Extracted data entries -
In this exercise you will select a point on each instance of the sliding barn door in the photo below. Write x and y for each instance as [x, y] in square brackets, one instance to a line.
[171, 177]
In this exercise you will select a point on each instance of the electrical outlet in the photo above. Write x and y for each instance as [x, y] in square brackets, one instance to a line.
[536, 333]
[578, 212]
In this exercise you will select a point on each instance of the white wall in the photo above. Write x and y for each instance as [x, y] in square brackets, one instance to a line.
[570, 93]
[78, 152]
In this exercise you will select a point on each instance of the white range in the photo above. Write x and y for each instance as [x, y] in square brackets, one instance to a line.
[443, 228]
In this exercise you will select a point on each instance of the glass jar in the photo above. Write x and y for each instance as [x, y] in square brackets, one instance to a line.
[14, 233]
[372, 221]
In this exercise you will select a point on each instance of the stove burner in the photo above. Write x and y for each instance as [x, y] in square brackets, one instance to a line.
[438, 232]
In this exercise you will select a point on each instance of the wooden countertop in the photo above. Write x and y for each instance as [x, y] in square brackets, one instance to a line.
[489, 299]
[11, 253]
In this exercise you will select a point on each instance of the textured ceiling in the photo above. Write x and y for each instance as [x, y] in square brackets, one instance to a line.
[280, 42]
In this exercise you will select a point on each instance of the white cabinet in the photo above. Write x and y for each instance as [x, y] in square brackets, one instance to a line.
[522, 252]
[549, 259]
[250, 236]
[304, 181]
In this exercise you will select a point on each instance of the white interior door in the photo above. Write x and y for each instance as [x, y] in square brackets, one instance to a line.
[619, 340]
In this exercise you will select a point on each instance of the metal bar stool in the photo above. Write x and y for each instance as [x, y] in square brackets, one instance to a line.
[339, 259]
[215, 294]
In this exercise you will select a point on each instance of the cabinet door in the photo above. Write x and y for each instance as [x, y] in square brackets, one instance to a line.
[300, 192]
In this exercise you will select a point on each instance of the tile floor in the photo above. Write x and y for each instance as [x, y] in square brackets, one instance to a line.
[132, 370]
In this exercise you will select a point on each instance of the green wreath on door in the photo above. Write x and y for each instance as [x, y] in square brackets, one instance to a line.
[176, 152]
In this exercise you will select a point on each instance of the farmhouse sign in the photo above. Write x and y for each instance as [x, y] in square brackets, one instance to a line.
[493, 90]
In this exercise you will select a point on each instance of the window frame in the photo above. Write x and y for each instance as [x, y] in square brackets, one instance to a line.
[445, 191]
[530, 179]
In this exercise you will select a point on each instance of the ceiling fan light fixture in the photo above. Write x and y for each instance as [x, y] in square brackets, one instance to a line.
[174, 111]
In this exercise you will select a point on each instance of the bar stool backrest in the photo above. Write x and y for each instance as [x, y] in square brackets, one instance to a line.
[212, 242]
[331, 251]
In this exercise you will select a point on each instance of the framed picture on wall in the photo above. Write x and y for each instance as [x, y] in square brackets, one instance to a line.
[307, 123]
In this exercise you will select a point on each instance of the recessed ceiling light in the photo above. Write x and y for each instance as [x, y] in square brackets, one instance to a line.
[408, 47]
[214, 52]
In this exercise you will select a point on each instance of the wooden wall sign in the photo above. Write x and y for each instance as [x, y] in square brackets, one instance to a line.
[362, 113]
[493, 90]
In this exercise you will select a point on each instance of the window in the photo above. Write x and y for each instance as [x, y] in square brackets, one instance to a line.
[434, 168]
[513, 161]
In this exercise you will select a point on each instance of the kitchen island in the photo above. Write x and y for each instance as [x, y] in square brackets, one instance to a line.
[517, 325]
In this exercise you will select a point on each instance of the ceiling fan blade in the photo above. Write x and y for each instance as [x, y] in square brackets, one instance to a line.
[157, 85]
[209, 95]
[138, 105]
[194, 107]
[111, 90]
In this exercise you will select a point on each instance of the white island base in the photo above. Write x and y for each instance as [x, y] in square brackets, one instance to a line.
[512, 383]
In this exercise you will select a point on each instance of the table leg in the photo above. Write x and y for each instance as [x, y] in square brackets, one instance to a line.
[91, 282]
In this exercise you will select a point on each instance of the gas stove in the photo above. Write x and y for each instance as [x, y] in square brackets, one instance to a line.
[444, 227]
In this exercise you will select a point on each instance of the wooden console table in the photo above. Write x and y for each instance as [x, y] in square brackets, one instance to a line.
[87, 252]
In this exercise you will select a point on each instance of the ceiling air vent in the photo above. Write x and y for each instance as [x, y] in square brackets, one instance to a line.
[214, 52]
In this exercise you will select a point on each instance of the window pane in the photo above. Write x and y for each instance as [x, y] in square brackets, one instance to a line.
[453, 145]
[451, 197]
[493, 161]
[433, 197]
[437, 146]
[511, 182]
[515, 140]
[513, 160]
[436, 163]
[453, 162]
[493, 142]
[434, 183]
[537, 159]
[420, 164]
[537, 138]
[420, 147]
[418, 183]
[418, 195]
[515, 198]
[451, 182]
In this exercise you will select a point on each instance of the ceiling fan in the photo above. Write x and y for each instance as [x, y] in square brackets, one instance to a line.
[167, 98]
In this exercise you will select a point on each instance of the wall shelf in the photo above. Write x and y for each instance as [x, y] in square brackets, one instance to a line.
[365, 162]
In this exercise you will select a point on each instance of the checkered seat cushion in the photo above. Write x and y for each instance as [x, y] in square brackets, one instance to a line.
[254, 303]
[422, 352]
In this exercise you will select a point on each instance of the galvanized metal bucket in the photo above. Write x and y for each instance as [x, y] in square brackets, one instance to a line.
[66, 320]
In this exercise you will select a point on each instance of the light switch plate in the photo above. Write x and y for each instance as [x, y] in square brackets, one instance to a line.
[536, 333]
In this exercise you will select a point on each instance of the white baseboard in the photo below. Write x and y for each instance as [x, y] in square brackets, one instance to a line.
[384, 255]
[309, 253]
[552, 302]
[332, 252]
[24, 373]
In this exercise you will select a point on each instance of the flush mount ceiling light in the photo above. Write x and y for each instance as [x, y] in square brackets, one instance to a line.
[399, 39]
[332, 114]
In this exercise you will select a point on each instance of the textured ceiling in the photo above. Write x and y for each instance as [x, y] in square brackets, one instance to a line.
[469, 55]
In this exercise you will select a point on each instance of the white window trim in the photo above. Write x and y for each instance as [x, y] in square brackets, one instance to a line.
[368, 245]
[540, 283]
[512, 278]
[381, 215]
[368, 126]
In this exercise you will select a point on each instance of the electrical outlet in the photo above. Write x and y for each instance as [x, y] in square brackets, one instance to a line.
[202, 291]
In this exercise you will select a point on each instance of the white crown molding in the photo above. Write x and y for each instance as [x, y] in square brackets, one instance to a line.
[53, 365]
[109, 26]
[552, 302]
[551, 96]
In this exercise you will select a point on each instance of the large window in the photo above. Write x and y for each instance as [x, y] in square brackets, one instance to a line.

Work instructions -
Nothing in the entries above may be left out; retype them all exactly.

Reply to the exercise -
In this exercise you will select a point on each instance of the sliding barn door in the photo below. Write x and y for each instance as [x, y] in square brackets, one instance to a line.
[171, 177]
In this exercise you will select a point on each instance of the electrical outlet in the photo above. Write x and y for each instance as [x, y] in square brackets, one instance to a line.
[536, 333]
[578, 212]
In this exercise you will select a point on each instance of the white wall in the photo above. Write x and y for each instance as [x, y] in square brackets, one instance to a line.
[570, 93]
[78, 152]
In this exercise you will select a point on each instance of the white range in the photo above. Write x and y for each instance as [x, y] in square brackets, one instance to a line.
[443, 228]
In this exercise you will select a point on each instance of the glass jar in the photo above. Write x and y for each instance as [x, y] in square brackets, one instance to a line.
[14, 233]
[372, 221]
In this exercise you will select a point on each instance of the stove burner in the photo above. Write x and y for each instance as [x, y] in square brackets, one instance to a line.
[438, 232]
In this exercise you will select a point on each instance of the wooden countertop in the photo above. Write x and y for each instance as [x, y] in square brackets, one instance to a line.
[489, 299]
[11, 253]
In this exercise you will select a point on each instance of the textured ceiling in the photo above. Write x and y for each instance as [x, y] in square brackets, one instance to a line.
[280, 42]
In this exercise you will select a point on each instance of the white cabinet in the photo above. Write x and y for each instance as [x, y] in square brackets, one instance to a line.
[522, 252]
[549, 259]
[250, 236]
[304, 181]
In this exercise you will select a point on each instance of the white interior door in the photo above. Write x and y for each instance as [x, y] in square brackets, one instance to a line.
[619, 340]
In this exercise you will select a point on each instance of the metal bar stool in the photo above. Write x and y for each instance as [x, y] in square brackets, one instance to a line.
[339, 259]
[215, 294]
In this exercise you will select a point on each instance of the cabinet door in the photo above. Write x and y for each instance as [x, y] in square brackets, one instance to a line.
[300, 192]
In this exercise you will select a point on each instance of the tile floor in the photo above. Write x and y for each instance as [x, y] in square brackets, one instance to a line.
[132, 370]
In this exercise you will select a point on each instance of the green wreath on door in the photo above. Write x and y for each instance as [x, y] in square brackets, one instance to a line.
[176, 152]
In this exercise you will select a point on each instance of the farmhouse sign in the photo above. Write x and y for each instance as [x, y] in square brackets, one instance to a line.
[493, 90]
In this exercise you will select a point on each instance of the window frame in the photo above. Write x and y for each instance as [x, y] in square brackets, one instance to a line.
[445, 191]
[530, 179]
In this exercise you will select a point on each instance of the ceiling fan light fixture in the photo above. Write x and y for each instance as [x, y] in square brackets, one instance to a line.
[174, 111]
In this exercise you will select a point on each instance of the bar stool backrest in the photo above. Write x and y for each instance as [x, y] in square brackets, one instance to a line.
[212, 242]
[331, 251]
In this exercise you will select a point on each instance of the framed picture on wall in the photo above. Write x and y for each instance as [x, y] in square brackets, one instance to a line.
[307, 123]
In this exercise you will select a point on each instance of the recessed ceiling light in the photo above. Write x and y for each instance as [x, y] in square brackets, one instance to a line.
[408, 47]
[214, 52]
In this exercise you will select a point on each instance of the wooden wall sign in the photo above. Write x and y for each instance as [x, y] in square brackets, one instance to a line.
[362, 113]
[493, 90]
In this exercise you will select a point on each instance of the window in the photo above. Write x and y for each instance as [x, y] in square brackets, one instance to a line.
[434, 168]
[513, 161]
In this exercise you will select a point on each instance of the kitchen island in the photo above. Write x and y for each instance as [x, y] in square brackets, one instance to a line.
[517, 325]
In this exercise you will select a point on each instance of the ceiling fan blade in the photo above. Write x and y for each instance as [x, y] in square brackets, one instance to a line.
[157, 85]
[209, 95]
[138, 105]
[194, 107]
[111, 90]
In this exercise you will select a point on each instance of the white island base in the photo above. Write x and y for each instance as [x, y] in square brackets, one instance to a line.
[512, 383]
In this exercise you will select a point on each instance of the table leg in the photo above. Write x and y for each instance as [x, y] in square brackets, one instance to a line.
[91, 282]
In this exercise you will select a point on each instance of the gas stove in the photo above. Write x and y for each instance as [x, y] in square brackets, one instance to a line.
[444, 227]
In this exercise you will select a point on each instance of the wooden console table in the photo above. Write x and y for each instance as [x, y] in square brackets, one instance to a line.
[87, 252]
In this exercise you will select a point on each instance of the ceiling air vent in the photo above. Write x and y for each instance as [x, y] in square brackets, one instance to a line.
[214, 52]
In this exercise you will select a point on each instance of the window pane in the photo above. Write x and y for each instance as [x, y] in square brackets, one instance to a line.
[453, 145]
[451, 197]
[493, 161]
[433, 197]
[437, 146]
[511, 182]
[515, 140]
[513, 160]
[436, 163]
[453, 162]
[493, 142]
[434, 183]
[537, 159]
[420, 164]
[537, 138]
[420, 147]
[418, 183]
[418, 195]
[515, 198]
[451, 182]
In this exercise you will select a point on each instance of the ceiling fan in the photo above. Write x and y for each instance as [x, y] in square brackets, one instance to a line.
[167, 98]
In this exercise you will select a point on each instance of the wall shelf in the photo above. Write x and y for each instance as [x, y] in square brackets, one instance to a line.
[365, 162]
In this exercise you will select a point on each instance of the checkered seat cushion in the photo above. Write x and y for each instance as [x, y] in square brackets, one instance to a line.
[254, 303]
[422, 352]
In this exercise you will select a point on each instance of the galvanized metal bucket in the photo above. Write x and y for each instance as [x, y] in square brackets, one instance to a line.
[66, 320]
In this exercise you will select a point on each instance of the light switch plate in the photo above. Write x and y for each instance as [x, y] in square brackets, one instance to a line.
[536, 333]
In this exercise you will select a point on each instance of the white baseboard in the photo below. Write x and y for each instance as [x, y] in square brackets, one instance to a line.
[384, 255]
[309, 253]
[552, 302]
[332, 252]
[24, 373]
In this exercise you will select a point on each instance of the flush mount ceiling light in the photo above. Write x and y for each instance as [x, y] in square brackets, one instance to a line.
[399, 39]
[332, 114]
In this exercise you will select a point on each instance of the textured ceiling in the photo above. Write x and y for each instance as [x, y] in square brackets, one instance to a line.
[469, 55]
In this exercise you will select a point on each instance of the white window trim in the photo above. Write x and y for each instance as [x, y] in square brackets, one instance to a line.
[368, 245]
[540, 283]
[512, 278]
[381, 215]
[368, 126]
In this exercise you will select a point on each instance of the electrical outlet in the photo above. Write x and y for each instance as [x, y] in square brackets, one instance to a line.
[202, 291]
In this exercise you will select a point on each instance of the white crown molding in the photo above. Write x and y for each instance as [x, y] in square brackets, one instance to a line.
[53, 365]
[109, 26]
[552, 302]
[551, 96]
In this exercise you will select a point on each instance of the large window in the photo above. Write x and y for each instance as [x, y] in square brackets, one instance to a line.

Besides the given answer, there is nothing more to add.